* _Given instruction_:
Rewrite the records from the line with "det: bird's tail" up to and including the line with "271,239 -> 322,284", requests included, and add 98 to every bounding-box coordinate in the answers, leaving the numbers in the requests and their format samples unchanged. Give only those lines.

* _Material provided_:
◆ ◆ ◆ ◆ ◆ ◆ ◆
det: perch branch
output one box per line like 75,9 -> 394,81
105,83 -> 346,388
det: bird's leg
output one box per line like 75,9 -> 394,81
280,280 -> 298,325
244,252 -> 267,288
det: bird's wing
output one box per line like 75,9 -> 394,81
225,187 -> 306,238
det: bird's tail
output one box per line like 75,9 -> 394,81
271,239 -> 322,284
◆ ◆ ◆ ◆ ◆ ◆ ◆
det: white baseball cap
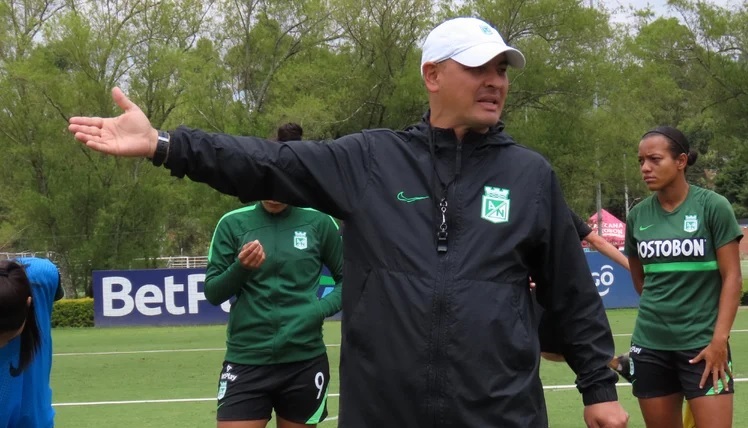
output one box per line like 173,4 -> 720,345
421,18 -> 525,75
◆ ◆ ◆ ◆ ◆ ◆ ◆
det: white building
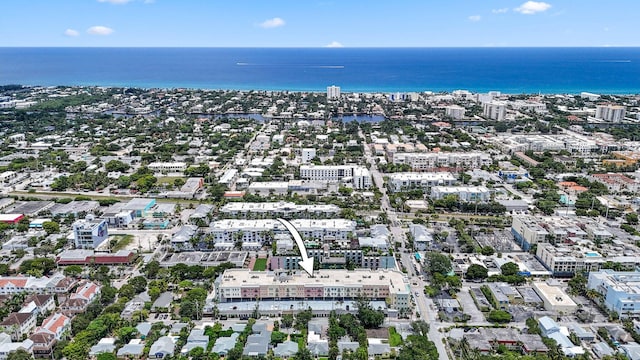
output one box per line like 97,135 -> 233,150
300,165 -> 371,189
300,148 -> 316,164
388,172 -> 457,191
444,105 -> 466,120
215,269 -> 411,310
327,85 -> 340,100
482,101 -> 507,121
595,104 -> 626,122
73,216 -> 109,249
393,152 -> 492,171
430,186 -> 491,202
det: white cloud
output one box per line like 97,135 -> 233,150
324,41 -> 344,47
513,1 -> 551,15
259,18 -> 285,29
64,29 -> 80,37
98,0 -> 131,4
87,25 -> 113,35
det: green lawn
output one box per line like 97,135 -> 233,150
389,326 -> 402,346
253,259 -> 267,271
◆ ◆ ◆ ◆ ◆ ◆ ◆
* _Answer for the task_:
det: bird's tail
output one box per line like 75,9 -> 394,81
369,337 -> 420,382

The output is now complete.